- What this task involves
Put every line of the entries below into a JSON list of strings, one string per line, with blank lines dropped and the pictures left out.

- Input records
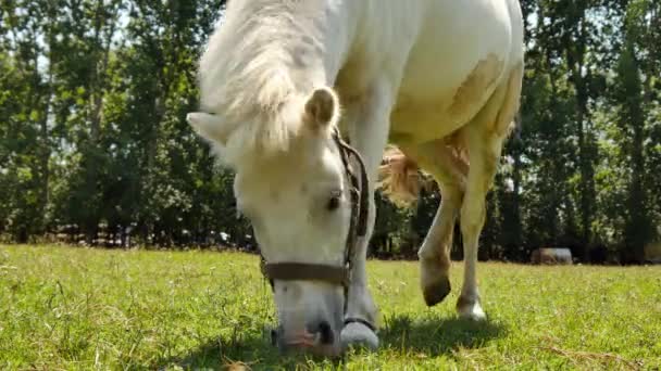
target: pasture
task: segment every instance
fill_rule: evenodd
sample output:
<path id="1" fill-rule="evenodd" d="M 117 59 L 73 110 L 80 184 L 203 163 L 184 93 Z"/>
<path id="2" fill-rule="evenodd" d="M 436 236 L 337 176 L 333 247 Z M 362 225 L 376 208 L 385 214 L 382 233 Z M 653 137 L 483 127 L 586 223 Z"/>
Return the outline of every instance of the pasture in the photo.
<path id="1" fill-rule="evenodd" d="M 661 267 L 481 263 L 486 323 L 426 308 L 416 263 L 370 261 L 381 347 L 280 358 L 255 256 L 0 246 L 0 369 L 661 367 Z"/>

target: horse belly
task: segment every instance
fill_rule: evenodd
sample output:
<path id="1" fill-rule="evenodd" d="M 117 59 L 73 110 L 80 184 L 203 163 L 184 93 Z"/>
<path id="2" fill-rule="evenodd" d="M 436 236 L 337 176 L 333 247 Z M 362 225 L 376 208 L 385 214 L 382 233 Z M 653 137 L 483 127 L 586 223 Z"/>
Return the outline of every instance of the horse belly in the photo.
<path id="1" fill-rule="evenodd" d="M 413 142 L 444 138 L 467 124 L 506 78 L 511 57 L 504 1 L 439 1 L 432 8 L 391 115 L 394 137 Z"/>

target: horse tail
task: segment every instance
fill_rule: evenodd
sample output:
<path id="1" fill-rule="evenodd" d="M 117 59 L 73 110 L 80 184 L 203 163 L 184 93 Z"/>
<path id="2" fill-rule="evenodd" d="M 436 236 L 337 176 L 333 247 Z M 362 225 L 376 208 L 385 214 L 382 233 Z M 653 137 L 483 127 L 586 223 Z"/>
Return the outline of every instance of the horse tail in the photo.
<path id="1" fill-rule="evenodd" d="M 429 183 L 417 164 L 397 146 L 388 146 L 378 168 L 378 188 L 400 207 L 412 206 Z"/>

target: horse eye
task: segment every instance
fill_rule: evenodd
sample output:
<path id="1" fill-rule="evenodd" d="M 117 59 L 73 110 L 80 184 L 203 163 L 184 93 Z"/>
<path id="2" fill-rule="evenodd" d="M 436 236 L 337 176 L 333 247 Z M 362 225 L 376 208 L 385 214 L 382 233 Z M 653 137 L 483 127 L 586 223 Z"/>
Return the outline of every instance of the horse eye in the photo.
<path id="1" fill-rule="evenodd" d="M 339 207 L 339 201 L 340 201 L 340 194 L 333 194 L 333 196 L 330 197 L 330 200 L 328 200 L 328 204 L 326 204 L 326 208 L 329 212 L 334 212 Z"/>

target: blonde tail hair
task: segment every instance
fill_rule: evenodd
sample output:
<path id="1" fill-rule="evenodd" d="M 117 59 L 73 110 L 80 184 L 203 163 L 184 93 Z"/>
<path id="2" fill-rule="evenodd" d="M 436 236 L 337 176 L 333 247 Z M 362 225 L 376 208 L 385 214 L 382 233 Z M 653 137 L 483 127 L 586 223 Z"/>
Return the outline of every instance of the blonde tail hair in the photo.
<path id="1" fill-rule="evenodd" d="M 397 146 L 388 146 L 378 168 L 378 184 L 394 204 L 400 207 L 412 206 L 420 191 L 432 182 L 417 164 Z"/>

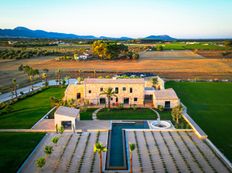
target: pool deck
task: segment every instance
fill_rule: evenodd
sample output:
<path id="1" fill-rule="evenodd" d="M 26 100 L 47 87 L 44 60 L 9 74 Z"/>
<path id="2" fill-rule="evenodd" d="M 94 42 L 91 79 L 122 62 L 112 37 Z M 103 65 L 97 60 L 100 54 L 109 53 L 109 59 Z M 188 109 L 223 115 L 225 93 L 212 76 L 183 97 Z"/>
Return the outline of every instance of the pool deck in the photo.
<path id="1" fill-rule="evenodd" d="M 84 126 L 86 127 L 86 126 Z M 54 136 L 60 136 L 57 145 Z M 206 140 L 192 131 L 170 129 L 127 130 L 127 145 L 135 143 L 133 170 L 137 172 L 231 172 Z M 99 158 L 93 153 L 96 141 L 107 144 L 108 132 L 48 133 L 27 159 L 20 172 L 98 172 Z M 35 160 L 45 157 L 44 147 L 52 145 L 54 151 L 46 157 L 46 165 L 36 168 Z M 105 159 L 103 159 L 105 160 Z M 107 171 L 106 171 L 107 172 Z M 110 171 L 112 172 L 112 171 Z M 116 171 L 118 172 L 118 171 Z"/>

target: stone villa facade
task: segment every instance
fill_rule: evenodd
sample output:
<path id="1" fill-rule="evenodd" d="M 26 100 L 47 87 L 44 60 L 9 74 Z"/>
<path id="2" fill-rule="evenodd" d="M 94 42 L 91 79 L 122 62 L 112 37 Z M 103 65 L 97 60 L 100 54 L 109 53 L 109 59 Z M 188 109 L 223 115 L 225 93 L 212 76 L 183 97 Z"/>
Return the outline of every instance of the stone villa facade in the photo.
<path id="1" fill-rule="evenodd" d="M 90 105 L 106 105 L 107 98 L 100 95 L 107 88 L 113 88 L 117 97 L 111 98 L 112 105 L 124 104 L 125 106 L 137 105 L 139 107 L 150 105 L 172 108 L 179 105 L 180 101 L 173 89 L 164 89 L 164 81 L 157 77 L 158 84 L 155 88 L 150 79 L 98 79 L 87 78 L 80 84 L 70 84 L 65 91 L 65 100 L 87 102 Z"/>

- Expected answer
[
  "target: pasture",
  "task: segment every instance",
  "fill_rule: evenodd",
  "sample output:",
  "<path id=\"1\" fill-rule=\"evenodd\" d=\"M 117 59 L 73 110 L 80 184 L 203 163 L 184 93 Z\"/>",
  "<path id=\"2\" fill-rule=\"evenodd\" d=\"M 436 236 L 337 176 L 333 247 Z M 362 225 L 376 208 L 385 214 L 382 233 Z M 653 137 L 483 127 L 586 223 Z\"/>",
  "Return the outline of every instance of the pasture in the photo.",
  "<path id=\"1\" fill-rule=\"evenodd\" d=\"M 661 267 L 481 263 L 486 323 L 426 308 L 416 263 L 370 261 L 381 347 L 280 358 L 255 256 L 0 246 L 0 369 L 661 367 Z\"/>",
  "target: horse belly",
  "task: segment every instance",
  "fill_rule: evenodd",
  "sample output:",
  "<path id=\"1\" fill-rule=\"evenodd\" d=\"M 117 59 L 73 110 L 80 184 L 203 163 L 184 93 Z\"/>",
  "<path id=\"2\" fill-rule=\"evenodd\" d=\"M 436 236 L 337 176 L 333 247 Z M 362 225 L 376 208 L 385 214 L 382 233 Z M 653 137 L 483 127 L 586 223 Z\"/>",
  "Return the outline of every instance of the horse belly in the photo.",
  "<path id=\"1\" fill-rule=\"evenodd\" d=\"M 413 142 L 444 138 L 467 124 L 506 78 L 511 57 L 504 1 L 439 1 L 432 8 L 391 115 L 394 137 Z\"/>",
  "target: horse tail",
  "task: segment every instance",
  "fill_rule: evenodd",
  "sample output:",
  "<path id=\"1\" fill-rule=\"evenodd\" d=\"M 117 59 L 73 110 L 80 184 L 203 163 L 184 93 Z\"/>",
  "<path id=\"2\" fill-rule=\"evenodd\" d=\"M 436 236 L 337 176 L 333 247 Z M 362 225 L 376 208 L 385 214 L 382 233 Z M 653 137 L 483 127 L 586 223 Z\"/>",
  "Return the outline of every instance of the horse tail in the photo.",
  "<path id=\"1\" fill-rule=\"evenodd\" d=\"M 429 183 L 417 164 L 397 146 L 388 146 L 378 168 L 378 188 L 400 207 L 412 206 Z\"/>",
  "target: horse eye",
  "task: segment every instance",
  "fill_rule: evenodd",
  "sample output:",
  "<path id=\"1\" fill-rule=\"evenodd\" d=\"M 117 59 L 73 110 L 80 184 L 203 163 L 184 93 Z\"/>",
  "<path id=\"2\" fill-rule=\"evenodd\" d=\"M 436 236 L 337 176 L 333 247 Z M 362 225 L 376 208 L 385 214 L 382 233 Z M 653 137 L 483 127 L 586 223 Z\"/>",
  "Return the outline of every instance of the horse eye in the photo.",
  "<path id=\"1\" fill-rule=\"evenodd\" d=\"M 339 207 L 339 201 L 340 201 L 340 194 L 333 194 L 333 196 L 330 197 L 330 200 L 328 200 L 328 204 L 326 204 L 326 208 L 329 212 L 334 212 Z\"/>",
  "target: blonde tail hair",
  "task: segment every instance",
  "fill_rule: evenodd",
  "sample output:",
  "<path id=\"1\" fill-rule=\"evenodd\" d=\"M 117 59 L 73 110 L 80 184 L 203 163 L 184 93 Z\"/>",
  "<path id=\"2\" fill-rule=\"evenodd\" d=\"M 436 236 L 337 176 L 333 247 Z M 362 225 L 376 208 L 385 214 L 382 233 Z M 653 137 L 483 127 L 586 223 Z\"/>",
  "Return the outline of every instance of the blonde tail hair in the photo.",
  "<path id=\"1\" fill-rule=\"evenodd\" d=\"M 397 146 L 388 146 L 378 168 L 378 184 L 394 204 L 400 207 L 412 206 L 420 191 L 432 182 L 417 164 Z\"/>",
  "target: pool deck",
  "task: segment every instance",
  "fill_rule: evenodd",
  "sample output:",
  "<path id=\"1\" fill-rule=\"evenodd\" d=\"M 26 100 L 47 87 L 44 60 L 9 74 Z\"/>",
  "<path id=\"2\" fill-rule=\"evenodd\" d=\"M 94 42 L 91 79 L 122 62 L 112 37 Z M 103 65 L 97 60 L 100 54 L 109 53 L 109 59 Z M 188 109 L 223 115 L 225 93 L 212 76 L 183 97 Z\"/>",
  "Return the outline of every instance of the pool deck in the photo.",
  "<path id=\"1\" fill-rule=\"evenodd\" d=\"M 84 126 L 86 127 L 86 126 Z M 54 136 L 60 136 L 57 145 Z M 206 140 L 192 131 L 170 129 L 127 130 L 127 145 L 135 143 L 133 170 L 137 172 L 231 172 Z M 99 158 L 93 153 L 96 141 L 107 144 L 108 132 L 48 133 L 27 159 L 20 172 L 98 172 Z M 35 160 L 45 157 L 44 147 L 52 145 L 54 151 L 46 157 L 46 165 L 36 168 Z M 105 159 L 103 159 L 105 160 Z M 107 171 L 106 171 L 107 172 Z M 110 171 L 112 172 L 112 171 Z M 116 171 L 118 172 L 118 171 Z\"/>",
  "target: stone villa facade",
  "task: segment every instance",
  "fill_rule: evenodd",
  "sample output:",
  "<path id=\"1\" fill-rule=\"evenodd\" d=\"M 26 100 L 47 87 L 44 60 L 9 74 Z\"/>",
  "<path id=\"2\" fill-rule=\"evenodd\" d=\"M 94 42 L 91 79 L 122 62 L 112 37 Z M 103 65 L 97 60 L 100 54 L 109 53 L 109 59 Z M 188 109 L 223 115 L 225 93 L 212 76 L 183 97 Z\"/>",
  "Return the outline of every instance of the stone villa facade in the photo.",
  "<path id=\"1\" fill-rule=\"evenodd\" d=\"M 90 105 L 106 105 L 107 98 L 100 95 L 107 88 L 113 88 L 117 97 L 111 98 L 112 105 L 124 104 L 125 106 L 137 105 L 139 107 L 150 105 L 172 108 L 179 105 L 180 101 L 173 89 L 164 89 L 164 81 L 157 77 L 158 84 L 155 88 L 150 79 L 98 79 L 87 78 L 80 84 L 70 84 L 65 91 L 65 100 L 87 102 Z\"/>"
]